- RECORDS TO USE -
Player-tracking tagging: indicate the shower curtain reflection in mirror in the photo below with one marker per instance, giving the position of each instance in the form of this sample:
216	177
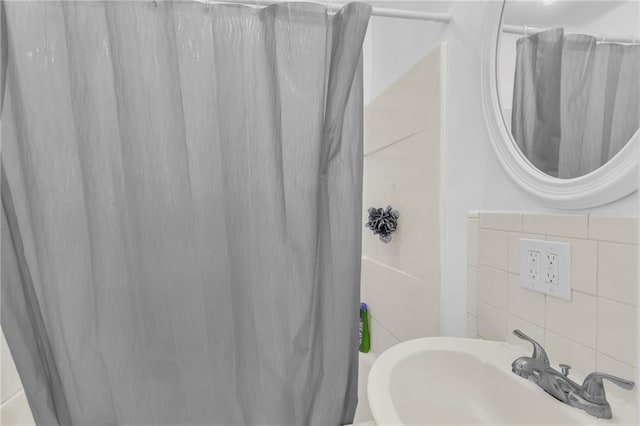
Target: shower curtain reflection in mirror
576	101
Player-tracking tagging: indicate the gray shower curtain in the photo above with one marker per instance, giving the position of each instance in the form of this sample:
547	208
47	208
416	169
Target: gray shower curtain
181	191
576	102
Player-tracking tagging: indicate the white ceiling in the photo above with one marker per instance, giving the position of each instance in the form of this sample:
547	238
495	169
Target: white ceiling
558	13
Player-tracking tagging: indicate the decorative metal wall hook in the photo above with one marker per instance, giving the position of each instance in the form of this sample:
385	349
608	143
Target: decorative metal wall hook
383	222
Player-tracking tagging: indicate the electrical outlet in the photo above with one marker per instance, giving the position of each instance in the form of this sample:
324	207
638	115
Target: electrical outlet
546	267
533	273
551	276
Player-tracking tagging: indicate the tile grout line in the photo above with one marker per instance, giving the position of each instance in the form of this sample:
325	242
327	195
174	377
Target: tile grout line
375	151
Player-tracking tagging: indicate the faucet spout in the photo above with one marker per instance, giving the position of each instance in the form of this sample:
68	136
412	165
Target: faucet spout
590	396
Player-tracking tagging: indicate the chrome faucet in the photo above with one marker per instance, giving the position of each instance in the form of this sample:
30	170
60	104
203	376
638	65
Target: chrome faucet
590	396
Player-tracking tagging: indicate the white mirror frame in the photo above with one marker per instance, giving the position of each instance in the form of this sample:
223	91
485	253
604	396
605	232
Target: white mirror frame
613	181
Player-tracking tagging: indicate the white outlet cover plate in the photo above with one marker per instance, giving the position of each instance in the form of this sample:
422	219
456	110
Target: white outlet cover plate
546	277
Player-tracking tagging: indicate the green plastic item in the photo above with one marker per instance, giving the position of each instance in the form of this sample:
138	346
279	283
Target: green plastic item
365	344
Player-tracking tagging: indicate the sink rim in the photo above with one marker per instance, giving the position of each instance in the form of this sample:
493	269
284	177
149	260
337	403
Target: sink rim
499	354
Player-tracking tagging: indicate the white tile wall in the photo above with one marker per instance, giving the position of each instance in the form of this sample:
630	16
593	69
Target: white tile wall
14	409
597	329
401	280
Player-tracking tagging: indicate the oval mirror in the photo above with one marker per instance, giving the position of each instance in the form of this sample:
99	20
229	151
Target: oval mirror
561	94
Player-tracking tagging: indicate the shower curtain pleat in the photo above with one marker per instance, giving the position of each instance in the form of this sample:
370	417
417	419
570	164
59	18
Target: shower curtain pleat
186	181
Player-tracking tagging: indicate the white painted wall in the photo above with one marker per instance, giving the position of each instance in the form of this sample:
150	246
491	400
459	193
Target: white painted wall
473	178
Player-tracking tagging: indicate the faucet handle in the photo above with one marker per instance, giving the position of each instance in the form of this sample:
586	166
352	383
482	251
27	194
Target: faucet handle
594	389
539	353
565	369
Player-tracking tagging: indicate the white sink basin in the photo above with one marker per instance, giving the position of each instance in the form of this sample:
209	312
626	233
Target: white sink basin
454	381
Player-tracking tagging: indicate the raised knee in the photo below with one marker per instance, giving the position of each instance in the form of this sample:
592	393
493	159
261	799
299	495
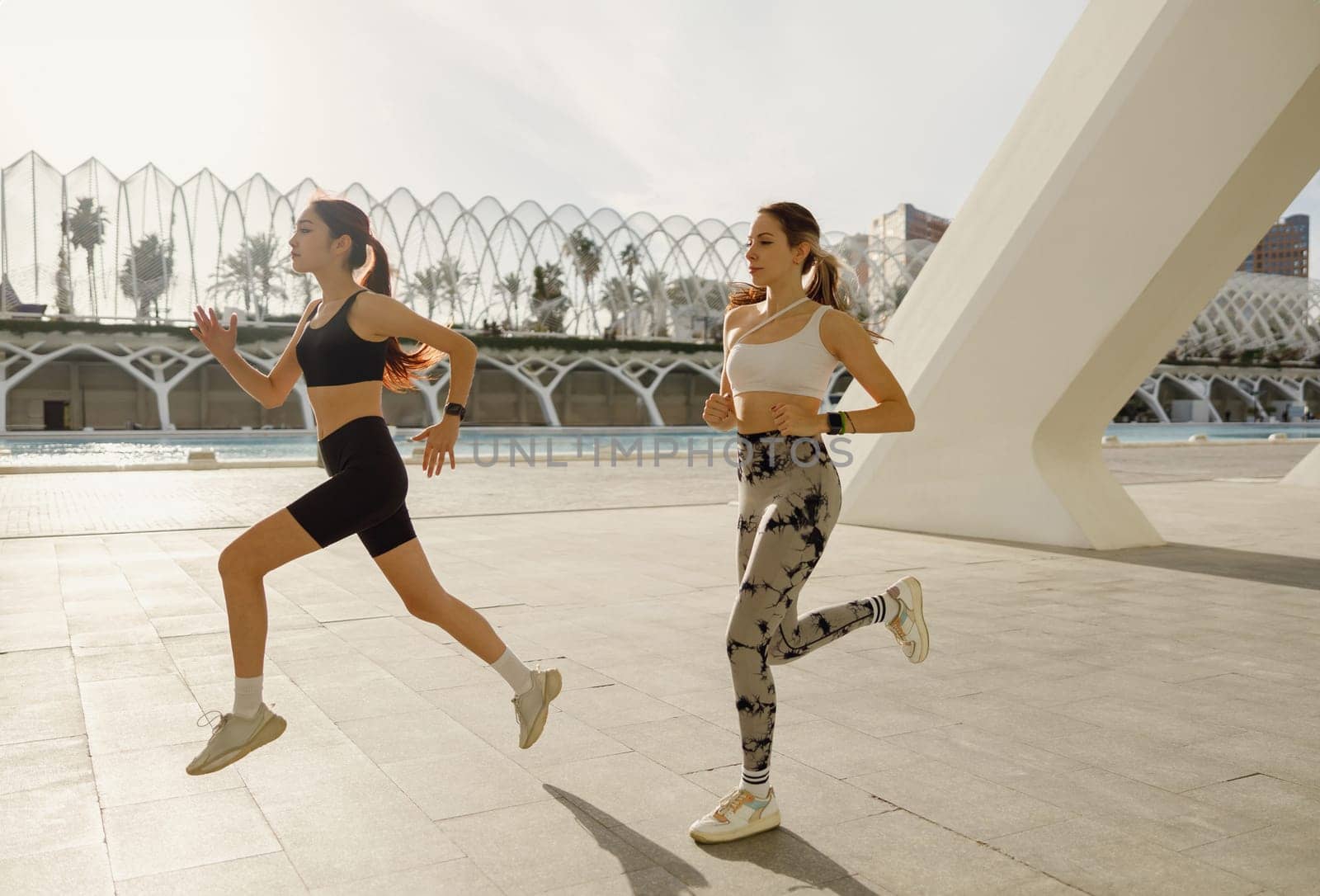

- SET TASK -
Convert the lines from the one containing "Player-tracking tagging: indicate the faucet handle" through the end of the records into a Markdown table with the columns Row and Line text, numbering each row and skipping blank lines. Leave the pictures out of the table.

- SOLUTION FOR THIS PROBLEM -
| Row | Line text |
|---|---|
| 1 | Player-tracking tagging: indicate the faucet handle in the photo above with one marker per instance, giving the position of each instance in the form of this sample: |
| 2 | 586	166 |
| 3 | 352	383 |
| 4 | 482	251 |
| 5 | 27	194 |
| 6 | Target: faucet handle |
| 7 | 594	389 |
| 8 | 539	353 |
| 9 | 565	369 |
| 10 | Player-tracking tagging: indicate the white sink basin in the photo above with one marker per instance, giving the position of each instance in the form of this sample: |
| 11 | 209	312 |
| 12 | 626	233 |
| 13 | Target: white sink basin |
| 14 | 454	381 |
| 15 | Player-tracking tagging: indicate the raised knee in the photo below with one marker per instance, giving the position of each instance in the form of this sample: |
| 16 | 592	393 |
| 17 | 493	159 |
| 18 | 261	799 |
| 19 | 299	495 |